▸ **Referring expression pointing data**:
↓↓↓
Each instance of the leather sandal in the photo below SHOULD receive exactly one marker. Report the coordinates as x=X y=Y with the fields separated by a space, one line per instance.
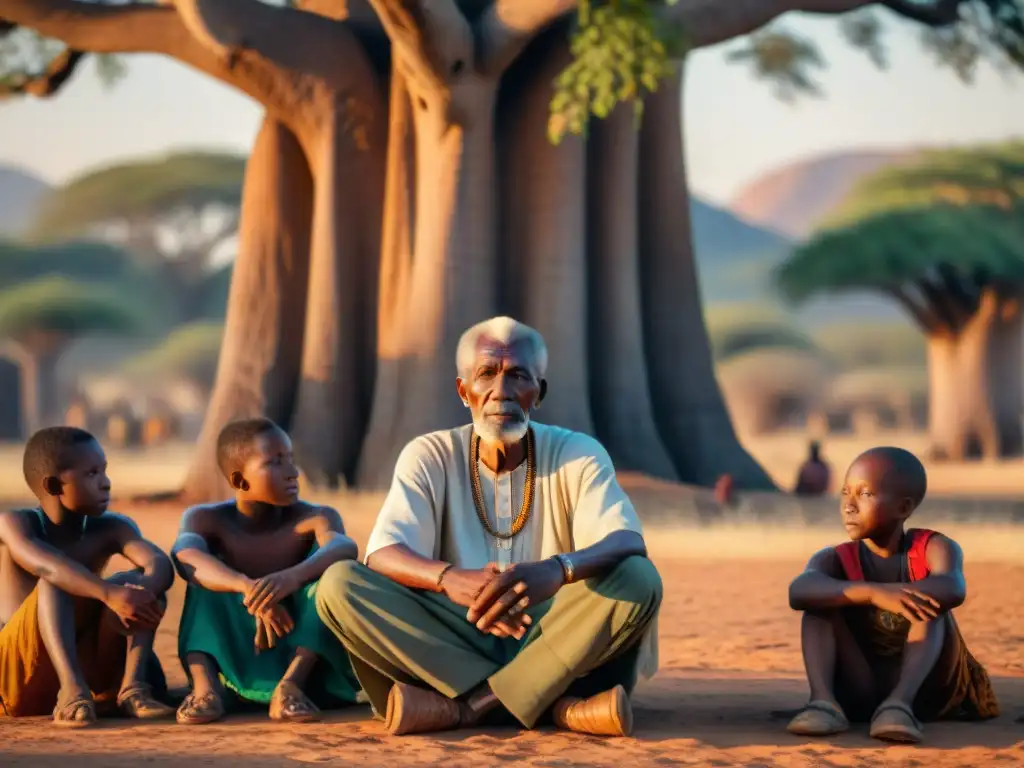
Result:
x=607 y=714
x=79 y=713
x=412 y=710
↑↑↑
▸ **Work to complete**: Repeat each line above exactly as it reads, omitting any pictures.

▸ **Task output**:
Each instance of the leather sandal in the photo below SHOULD receive exactly one marker. Report the coordinates as x=X y=Y with the fields separated by a space, one line per instance.
Result:
x=607 y=714
x=79 y=713
x=412 y=710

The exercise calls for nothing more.